+++ ARTICLE +++

Phaeton is optimized for "Dirty Data" scenarios (String parsing, Regex filtering, Fuzzy matching).

**Test Environment:**
- **Dataset:** 1 Million Rows (Mixed dirty data: Typos, Currency strings, Encoding issues).
- **Hardware:** Entry Level Laptop.

**Result:**
| Metric | Phaeton |
| :---: | :---: |
| Speed | ~575,000 rows/sec |
| Memory Usage | ~50MB (Constant) |
| Strategy | Parallel Streaming |

<br>

> Note: Phaeton maintains low memory footprint even when processing multi-gigabyte files due to its zero-copy streaming architecture.

<br>

## 📚 API Reference

### Root Module <br>
| Method | Description 
| :---: | :---: | 
| `phaeton.probe(path)` | Detects encoding (e.g., Windows-1252) and delimiter automatically. |

### Pipeline Methods <br>
These methods are chainable.

#### Transformation & Cleaning

Methods focused on data sanitization and ETL logic.

+++ DATASET ENTRIES +++

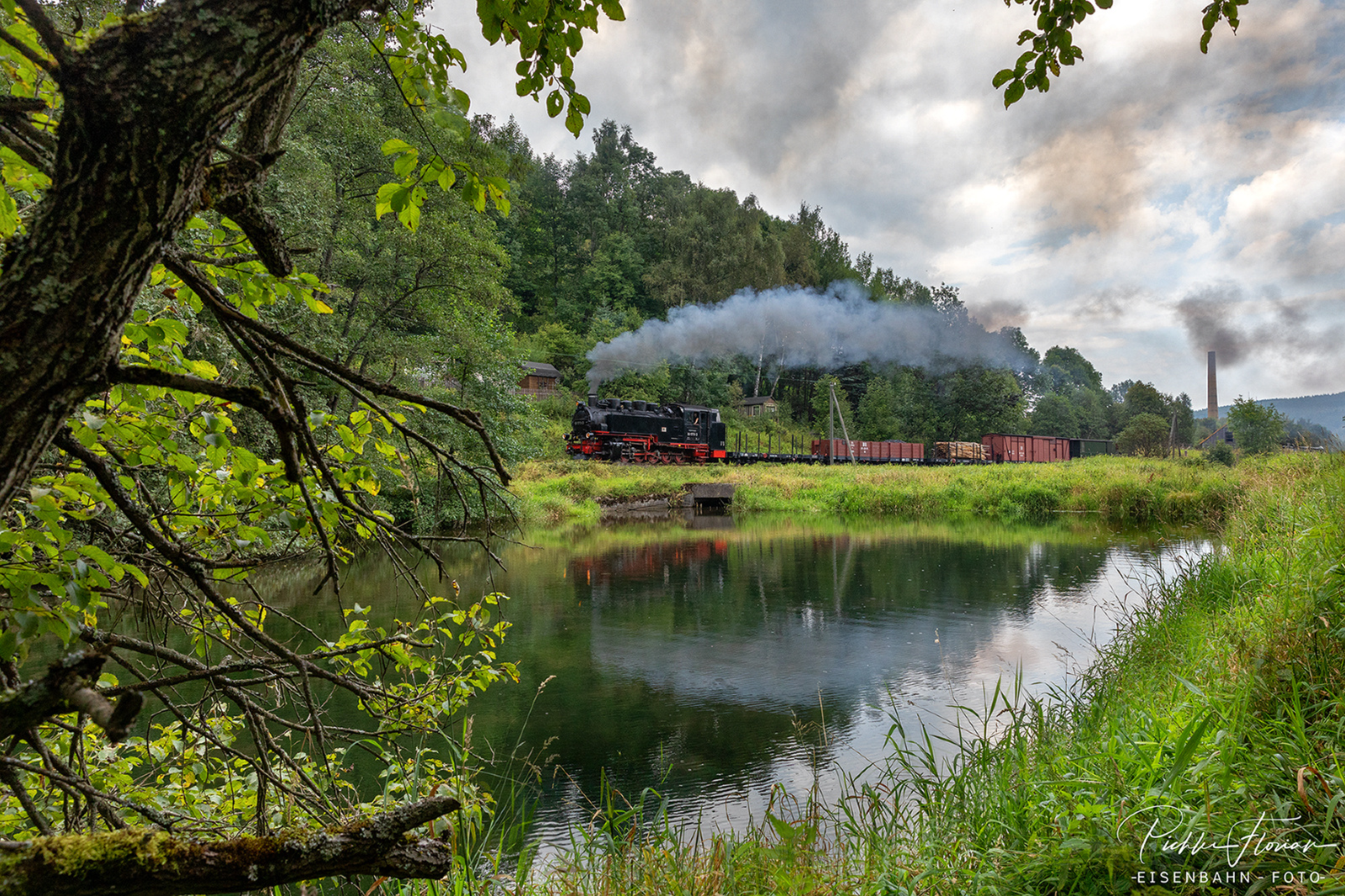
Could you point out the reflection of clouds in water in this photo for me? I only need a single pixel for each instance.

+++
+++ DATASET ENTRIES +++

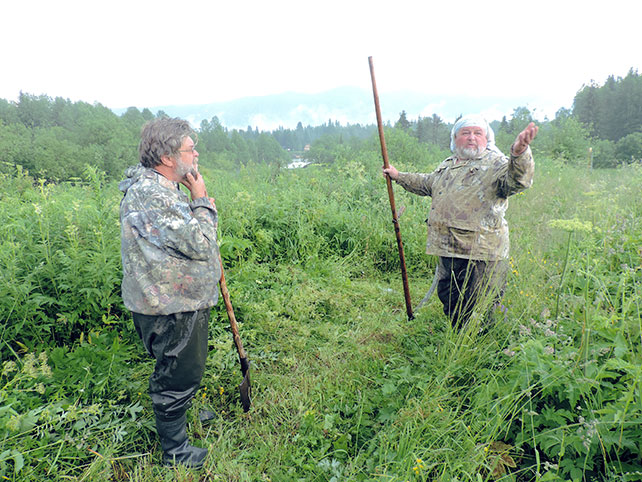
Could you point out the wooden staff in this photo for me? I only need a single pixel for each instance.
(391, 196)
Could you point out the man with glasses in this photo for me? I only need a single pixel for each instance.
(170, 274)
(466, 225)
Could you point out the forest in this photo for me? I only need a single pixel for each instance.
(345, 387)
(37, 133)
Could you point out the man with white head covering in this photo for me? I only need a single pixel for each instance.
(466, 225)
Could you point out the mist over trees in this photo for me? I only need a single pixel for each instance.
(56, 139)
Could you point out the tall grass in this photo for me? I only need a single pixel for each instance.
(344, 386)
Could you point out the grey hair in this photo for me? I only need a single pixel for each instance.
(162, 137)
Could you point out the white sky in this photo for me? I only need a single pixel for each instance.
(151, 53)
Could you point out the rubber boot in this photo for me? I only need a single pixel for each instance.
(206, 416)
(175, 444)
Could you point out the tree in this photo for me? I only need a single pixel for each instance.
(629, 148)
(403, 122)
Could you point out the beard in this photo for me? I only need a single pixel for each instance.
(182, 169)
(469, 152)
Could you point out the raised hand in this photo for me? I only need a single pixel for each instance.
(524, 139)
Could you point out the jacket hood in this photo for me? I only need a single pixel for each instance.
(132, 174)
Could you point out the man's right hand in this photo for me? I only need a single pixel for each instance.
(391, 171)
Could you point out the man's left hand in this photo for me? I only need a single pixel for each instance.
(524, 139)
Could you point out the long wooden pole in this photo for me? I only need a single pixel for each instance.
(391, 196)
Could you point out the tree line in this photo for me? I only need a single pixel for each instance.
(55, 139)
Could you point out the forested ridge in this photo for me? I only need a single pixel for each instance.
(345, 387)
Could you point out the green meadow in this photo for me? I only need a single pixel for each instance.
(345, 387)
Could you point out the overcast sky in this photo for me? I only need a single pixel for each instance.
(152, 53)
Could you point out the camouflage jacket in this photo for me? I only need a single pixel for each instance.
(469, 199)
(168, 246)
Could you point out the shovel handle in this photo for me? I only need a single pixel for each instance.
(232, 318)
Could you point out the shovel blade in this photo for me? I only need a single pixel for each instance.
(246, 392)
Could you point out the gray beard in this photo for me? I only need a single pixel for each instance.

+++
+++ DATASET ENTRIES +++

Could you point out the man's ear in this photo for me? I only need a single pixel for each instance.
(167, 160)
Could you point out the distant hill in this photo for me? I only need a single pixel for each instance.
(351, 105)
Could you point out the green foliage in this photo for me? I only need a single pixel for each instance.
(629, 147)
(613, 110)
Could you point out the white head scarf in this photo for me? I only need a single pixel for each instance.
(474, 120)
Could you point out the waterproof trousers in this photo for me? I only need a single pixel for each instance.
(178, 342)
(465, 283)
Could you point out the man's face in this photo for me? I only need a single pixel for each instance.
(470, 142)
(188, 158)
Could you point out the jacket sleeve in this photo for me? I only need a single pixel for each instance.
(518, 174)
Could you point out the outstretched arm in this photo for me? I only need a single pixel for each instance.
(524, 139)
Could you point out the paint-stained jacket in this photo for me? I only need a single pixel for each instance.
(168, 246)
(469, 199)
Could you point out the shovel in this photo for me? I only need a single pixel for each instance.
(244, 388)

+++

▶ _REQUIREMENTS_
1 > Write out the part of the Phaeton documentation starting with "- **Hardware:** Entry" and going on through "zero-copy streaming architecture.".
2 > Answer these questions from the Phaeton documentation:
(a) How many rows did the test dataset contain?
(b) What memory usage does the Phaeton documentation report?
(c) What does `phaeton.probe(path)` detect?
3 > Summarize the Phaeton documentation in two sentences.

▶ _ANSWERS IN ORDER_
1 >
- **Hardware:** Entry Level Laptop.

**Result:**
| Metric | Phaeton |
| :---: | :---: |
| Speed | ~575,000 rows/sec |
| Memory Usage | ~50MB (Constant) |
| Strategy | Parallel Streaming |

<br>

> Note: Phaeton maintains low memory footprint even when processing multi-gigabyte files due to its zero-copy streaming architecture.

2 >
(a) 1 million rows.
(b) About 50MB, and it stays constant.
(c) It automatically detects the encoding (e.g., Windows-1252) and the delimiter.

3 > Phaeton is optimized for dirty data scenarios such as string parsing, regex filtering, and fuzzy matching. On a 1-million-row dataset on an entry-level laptop, it processed about 575,000 rows per second with constant memory use of about 50MB, and its API offers a probe method that detects encoding and delimiter automatically, along with chainable pipeline methods for data sanitization and ETL logic.